▸ Objetivo de la tarea
Por favor, cita literalmente una parte del fragmento sobre el aborto en El Salvador: empieza en las palabras "Así, hoy tenemos" y termina después de "pandilleros o desconocidos).".

▸ Fragmento mostrado

En 1998 El Salvador eliminó las causas que despenalizaban el aborto: riesgo para la vida de la mujer, violación o estupro y deformidades graves del feto. En 1999 se reformó el artículo 1 de la Constitución Política, quedando establecido el reconocimiento de la persona humana desde el momento de la concepción.

Así, hoy tenemos una de las legislaciones más restrictivas en materia de aborto, con lo cual varios sectores nos catalogan como un país pro vida. Aquí el aborto es un delito que se castiga severamente, condenando a prisión a quien lo practica. Pero en este país pro vida las más perjudicadas son las mujeres pobres, a quienes se les penaliza si tienen un aborto, no importando si fue espontáneo, emergencia obstétrica o violación (por sus padrastros, pandilleros o desconocidos).

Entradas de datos
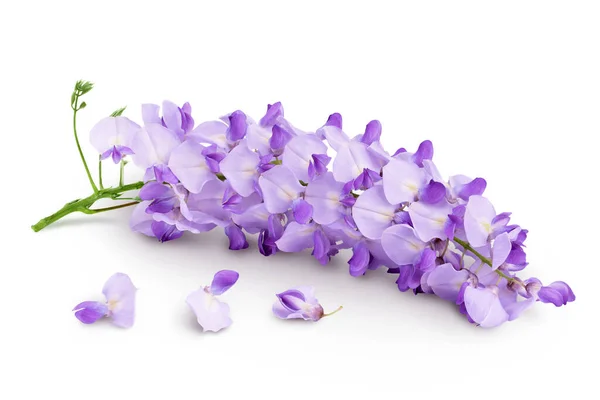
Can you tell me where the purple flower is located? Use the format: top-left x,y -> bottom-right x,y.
186,270 -> 239,332
281,135 -> 327,182
65,95 -> 575,327
131,124 -> 181,170
304,172 -> 345,225
142,100 -> 194,140
73,273 -> 137,328
383,159 -> 429,204
258,165 -> 304,214
273,286 -> 342,322
220,143 -> 260,197
169,140 -> 217,193
90,117 -> 140,164
352,186 -> 398,239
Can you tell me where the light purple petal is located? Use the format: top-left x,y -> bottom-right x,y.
102,273 -> 137,328
537,286 -> 566,307
259,101 -> 283,126
169,140 -> 216,193
333,141 -> 382,182
258,165 -> 304,214
427,263 -> 470,302
419,181 -> 446,204
129,201 -> 154,236
163,100 -> 185,138
352,186 -> 396,239
273,300 -> 302,319
187,121 -> 228,149
275,221 -> 316,253
227,110 -> 247,142
276,289 -> 306,312
465,195 -> 496,247
232,203 -> 271,233
325,113 -> 342,129
498,287 -> 536,321
492,232 -> 512,270
319,125 -> 350,152
139,182 -> 173,200
142,104 -> 162,125
292,199 -> 313,224
548,281 -> 575,304
383,159 -> 427,204
381,225 -> 426,265
246,124 -> 272,155
413,140 -> 433,167
73,301 -> 108,324
210,269 -> 240,296
225,224 -> 249,250
130,124 -> 181,169
186,289 -> 233,332
360,119 -> 381,146
348,241 -> 371,276
90,117 -> 141,153
458,178 -> 487,201
269,125 -> 293,150
281,134 -> 327,182
408,200 -> 452,242
180,179 -> 231,227
464,286 -> 508,328
304,172 -> 344,225
220,143 -> 260,197
152,220 -> 183,243
311,229 -> 331,265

▸ Tu solución
Así, hoy tenemos una de las legislaciones más restrictivas en materia de aborto, con lo cual varios sectores nos catalogan como un país pro vida. Aquí el aborto es un delito que se castiga severamente, condenando a prisión a quien lo practica. Pero en este país pro vida las más perjudicadas son las mujeres pobres, a quienes se les penaliza si tienen un aborto, no importando si fue espontáneo, emergencia obstétrica o violación (por sus padrastros, pandilleros o desconocidos).